--- BEGIN Excerpt provided ---
Monday, April 15, 2013

Criminal-justice committee action this week with time running down

With just a month and a half to go in the 83rd Texas legislative session, this is perhaps the last week where bills heard for the first time in the originating chamber have time to make it through the process. Indeed, one could argue it was last week, but the House in particular has been slow getting legislation onto the floor for votes so bills heard this week could still get in the queue. (House floor calendars so far have been awfully short, with lots of bills backed up in the Calendars Committee waiting for a vote.) With that in mind, let's take a quick look at highlights on criminal-justice related committee agendas this week:

Senate Criminal Justice

SB 1003 by Carona would create an Adult and Juvenile Administrative Segregation Task Force to study ways to reduce use of solitary confinement and provide better services to those in ad seg.

SB 1044 by Rodriguez would allow public defender offices access to DPS criminal history records without a fee. When the companion bill was heard in the House, Rep. Matt Schaefer suggested the same courtesy should be extended to the criminal defense bar.

SB 1448 by Hinojosa would allow courts to enter nondisclosure orders for Class C misdemeanors. The bill analysis says the purpose is to prevent employers from holding convictions for petty offenses against potential new hires.

See the list of bills the committee has voted out so far. N.b., the regular Tuesday meeting has been changed to Wednesday.
--- END Excerpt provided ---
--- BEGIN Listed records ---
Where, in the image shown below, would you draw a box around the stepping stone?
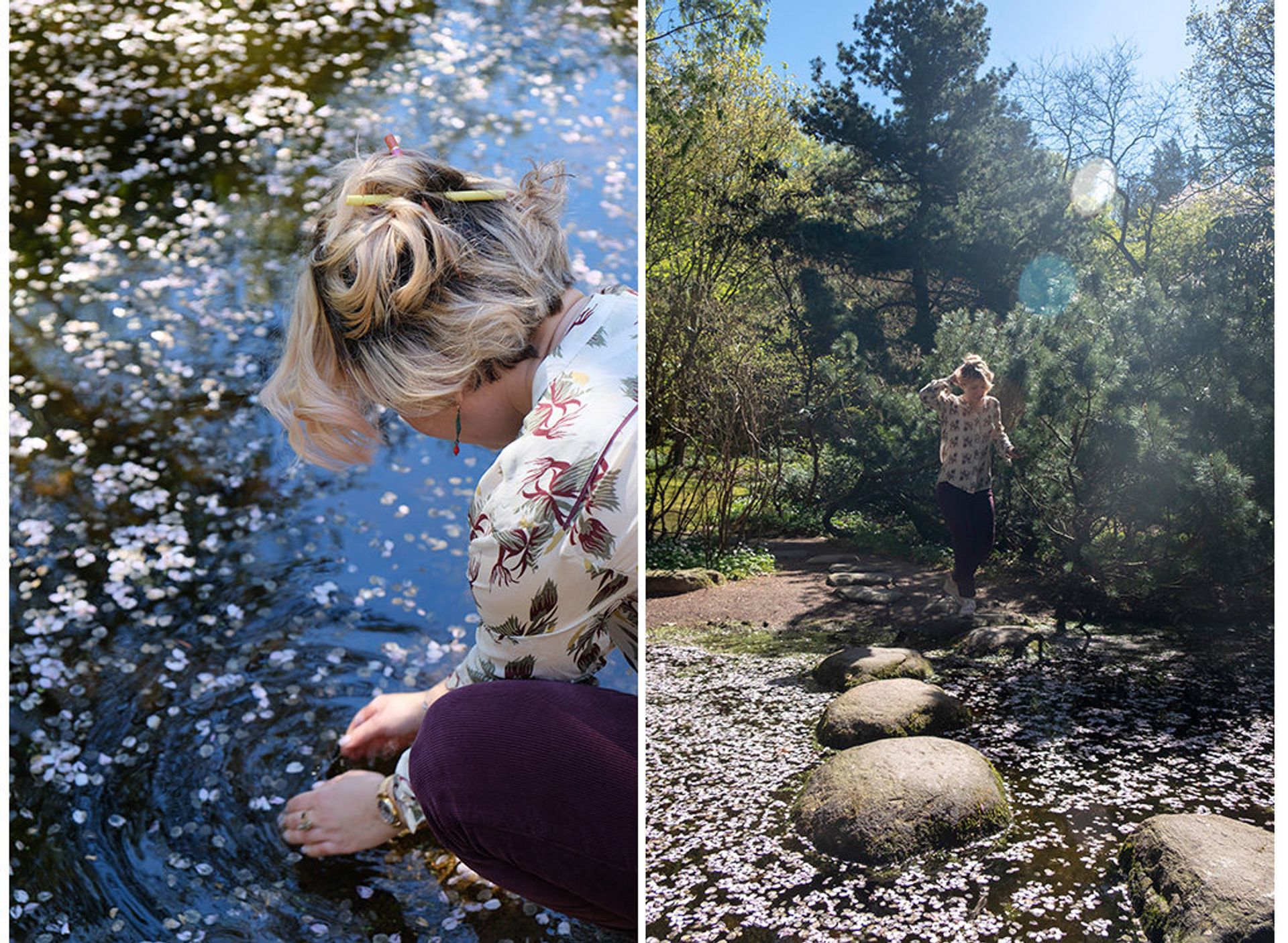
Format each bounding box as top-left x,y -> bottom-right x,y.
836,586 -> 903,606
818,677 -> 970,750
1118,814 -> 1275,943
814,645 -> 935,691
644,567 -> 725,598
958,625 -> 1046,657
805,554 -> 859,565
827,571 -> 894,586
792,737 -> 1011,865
--- END Listed records ---
Jobs
[1] In the post on Texas criminal-justice bills, what would SB 1044 let public defender offices obtain without a fee?
[2] Please carry on the post on Texas criminal-justice bills from the point where it stops.
The records are separate material and unrelated to the text.

Answers for this exercise
[1] DPS criminal history records.

[2]
House Judiciary and Civil Jurisprudence

SB 825 by Whtimire would disallow the state bar from issuing secret "private" sanctions when prosecutors withhold exculpatory evidence. This is the first senate bill I've seen in a House committee on criminal justice topics. By next week I'd expect quite a few more.

HB 2772 by Justin Rodriguez would require an interim study on judicial selection. Because that issue hasn't been studied nearly enough.

HB 90 by Thompson would create civil liability for media who accept advertising promoting compelled prostitution or individuals who advertise such services on a website.

See a list of bills the committee has voted out so far.

House Criminal Jurisprudence

HB 1069 by McLendon would adjust misdemeanor and state jail felony theft categories upward to account for the effects of inflation, which every year make it a felony to steal less and less stuff. Grits has argued that these theft categories should be automatically adjusted for inflation.

HB 2266 by Larson would allow courts to waive Class C fines for children the same way they do for indigents when alternative means of settling the fine or costs would "impose an undue hardship on the defendant."

HB 2849 by White would adjust graffiti penalties to make more offense a misdemeanor. Graff writers would need to do $3,000 worth of damage to qualify for a state jail felony, increased from the current $1,500 threshold which hasn't been changed since 1993. This is a good idea for the same reasons I support McLendon's HB 1069 - $1,500 worth of property damage in 1993 was a much higher threshold than it is today thanks to the vagaries of inflation.

HB 2579 by Wu would add immigration facilities to the definition of correctional facilities for the purpose of prosecuting certain offenses against people in custody. These facilities hold federal detainees but the state can prosecute such offenses because they're all privately run. Looks like a really good bill to me.

See a list of bills the committee has voted out so far.

House Corrections

HB 686 by Marquez would require new reporting about administrative segregation (bureaucrat-speak for solitary confinement) related to mental health, recidivism and reentry. This would be a helpful bill. When the Lege has taken up ad seg issues in the past they've found a virtual information vacuum on these topics.

HB 1266 by Guillen is a companion bill to SB 1003 described above creating an Adult and Juvenile Administrative Segregation Task Force.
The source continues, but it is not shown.